== PARTS OF THE EXERCISE ==
[1] For each statement about the article on Mikey, answer yes or no, and quote the words from the article that decide it. (a) Mikey was resuscitated after around 9 minutes. (b) Mikey spent his intensive care stay at the Hagley practice. (c) Mikey's surgery was delayed because he was a high-risk patient for anesthesia.
[2] Return word for word the part of the article about Mikey that runs from "After full bloodwork, an" down to "the same day.".

== STUDY TEXT ==

-.-.-

Dog bed causes life-threatening problem

Meet Mikey, a 1-year-old Belgium Shepherd who came to us at our Hagley practice on October 6th  because of being very lethargic and struggling to breathe for a few hours. By the time he got to the practice, Mikey was very unwell with extreme lethargy, abdominal pain, very high temperature and bilateral nasal discharge.

After full bloodwork, an abdominal ultrasound and x-rays, our vet Joao (JT) called Mikey's mum. Joao explained that Mikey had most likely vomited during the night and aspirated some of that content into his lungs - and he now had aspiration pneumonia (a life-threatening bacterial chest infection). More concerningly, his stomach was very dilated, which indicated that the reason for his vomiting could well have been a gastro-intestinal obstruction due to a foreign body (something undigestible that Mikey had eaten).

Despite Mikey being a high-risk patient for anaesthesia, the obstruction was so severe that it had to be dealt with right away so Mikey was taken for surgery the same day.

During surgery it became apparent that Mikey had ingested a large volume of his bed stuffing that was obviously not digested, creating a gastric obstruction. Mikey underwent a surgery called gastrotomy to remove all of this material.

Mikey was so poorly that at some point during surgery, he suffered a cardiorespiratory arrest. Fortunately, after an immense team effort from the whole clinical team at Clent Hills Vets in Hagley, Mikey was successfully resuscitated after around 9 minutes.

The surgery was rapidly completed and Mikey was recovered from the anaesthesia and transferred over to the Bromsgrove branch for close monitoring and intensive care treatment.

Mikey remained in intensive care at Bromsgrove for the next 5 days, at which point he was able to continue his recovery at home. On October 20th, he came for his final post-op care appointment at Hagley and we are delighted to say Mikey has made a full recovery.

Take home points:

Watch your dog - Check they are breathing normally and not suffering from extreme lethargy – both of these are emergencies.

Alternative bedding - If your dog is a ‘destroyer of beds’, look for safe bedding materials.

CPR - Unfortunately, CPR doesn’t have a high success rate, in animals or humans, so Mikey was incredibly fortunate. It’s thanks to the dedication and experience of vets, nurses, and doctors, that patients survive and make a full recovery.

-.-.-

[Dataset records]
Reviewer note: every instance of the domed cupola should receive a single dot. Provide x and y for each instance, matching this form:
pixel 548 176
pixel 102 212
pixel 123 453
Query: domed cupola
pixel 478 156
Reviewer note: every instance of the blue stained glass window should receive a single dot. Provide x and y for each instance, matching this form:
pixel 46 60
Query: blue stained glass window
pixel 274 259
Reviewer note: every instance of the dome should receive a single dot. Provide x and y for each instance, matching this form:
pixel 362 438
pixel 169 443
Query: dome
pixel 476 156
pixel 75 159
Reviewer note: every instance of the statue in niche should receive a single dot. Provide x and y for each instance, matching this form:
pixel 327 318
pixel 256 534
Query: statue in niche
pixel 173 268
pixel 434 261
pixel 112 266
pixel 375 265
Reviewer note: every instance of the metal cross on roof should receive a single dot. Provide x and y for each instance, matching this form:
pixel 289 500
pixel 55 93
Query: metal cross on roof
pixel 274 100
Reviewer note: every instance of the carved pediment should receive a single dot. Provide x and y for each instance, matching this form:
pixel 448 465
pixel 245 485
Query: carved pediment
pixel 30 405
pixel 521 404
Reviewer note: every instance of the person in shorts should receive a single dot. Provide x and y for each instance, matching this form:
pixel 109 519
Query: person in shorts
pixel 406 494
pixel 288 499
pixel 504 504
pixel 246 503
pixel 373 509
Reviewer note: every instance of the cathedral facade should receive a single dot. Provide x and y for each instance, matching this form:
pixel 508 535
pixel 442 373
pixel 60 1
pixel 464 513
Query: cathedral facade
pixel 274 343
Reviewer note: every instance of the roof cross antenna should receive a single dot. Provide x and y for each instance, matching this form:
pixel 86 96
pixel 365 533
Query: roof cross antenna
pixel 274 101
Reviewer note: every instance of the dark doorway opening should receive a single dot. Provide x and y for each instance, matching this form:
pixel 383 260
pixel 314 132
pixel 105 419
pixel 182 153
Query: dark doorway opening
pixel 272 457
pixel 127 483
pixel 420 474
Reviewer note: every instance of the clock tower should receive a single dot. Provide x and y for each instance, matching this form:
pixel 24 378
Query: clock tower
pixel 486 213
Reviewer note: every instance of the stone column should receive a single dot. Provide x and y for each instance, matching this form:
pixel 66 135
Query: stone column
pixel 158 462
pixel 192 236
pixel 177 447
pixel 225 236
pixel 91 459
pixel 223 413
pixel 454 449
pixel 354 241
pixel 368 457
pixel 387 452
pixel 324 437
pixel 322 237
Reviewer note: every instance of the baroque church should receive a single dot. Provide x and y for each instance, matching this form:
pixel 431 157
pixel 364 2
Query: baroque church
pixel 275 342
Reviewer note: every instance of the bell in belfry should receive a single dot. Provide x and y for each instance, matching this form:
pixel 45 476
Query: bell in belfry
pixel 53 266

-.-.-

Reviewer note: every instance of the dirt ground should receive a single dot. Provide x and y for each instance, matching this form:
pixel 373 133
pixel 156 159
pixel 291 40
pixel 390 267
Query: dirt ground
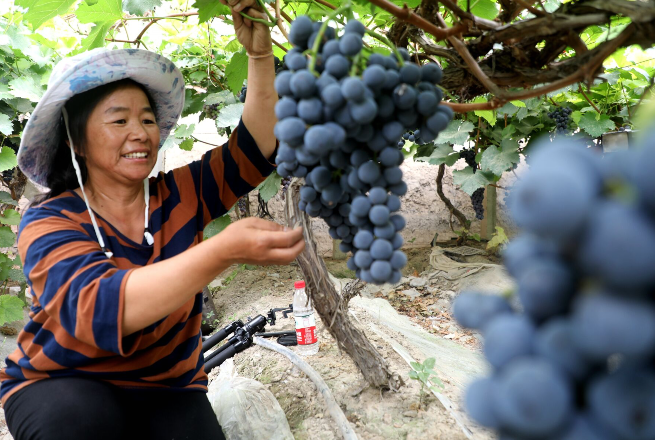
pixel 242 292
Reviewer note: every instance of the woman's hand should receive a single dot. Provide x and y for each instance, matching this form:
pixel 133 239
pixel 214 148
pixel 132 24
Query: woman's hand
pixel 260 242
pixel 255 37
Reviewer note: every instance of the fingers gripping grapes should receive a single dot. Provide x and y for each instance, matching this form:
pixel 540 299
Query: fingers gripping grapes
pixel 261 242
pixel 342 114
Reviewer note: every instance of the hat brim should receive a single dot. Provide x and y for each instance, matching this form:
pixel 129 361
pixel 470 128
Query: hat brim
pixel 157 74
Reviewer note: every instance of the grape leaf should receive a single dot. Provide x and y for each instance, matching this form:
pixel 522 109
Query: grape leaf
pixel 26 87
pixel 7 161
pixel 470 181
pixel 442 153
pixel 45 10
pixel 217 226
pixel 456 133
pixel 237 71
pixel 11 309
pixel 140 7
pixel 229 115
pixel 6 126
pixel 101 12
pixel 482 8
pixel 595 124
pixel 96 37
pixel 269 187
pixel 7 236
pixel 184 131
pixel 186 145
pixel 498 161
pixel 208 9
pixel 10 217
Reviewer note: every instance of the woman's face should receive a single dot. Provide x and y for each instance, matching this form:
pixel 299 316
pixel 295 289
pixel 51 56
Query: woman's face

-.-.-

== RESPONSES PER TASK ==
[1]
(a) Yes: "Mikey was successfully resuscitated after around 9 minutes."
(b) No: "Mikey remained in intensive care at Bromsgrove for the next 5 days"
(c) No: "Mikey was taken for surgery the same day."

[2]
After full bloodwork, an abdominal ultrasound and x-rays, our vet Joao (JT) called Mikey's mum. Joao explained that Mikey had most likely vomited during the night and aspirated some of that content into his lungs - and he now had aspiration pneumonia (a life-threatening bacterial chest infection). More concerningly, his stomach was very dilated, which indicated that the reason for his vomiting could well have been a gastro-intestinal obstruction due to a foreign body (something undigestible that Mikey had eaten).

Despite Mikey being a high-risk patient for anaesthesia, the obstruction was so severe that it had to be dealt with right away so Mikey was taken for surgery the same day.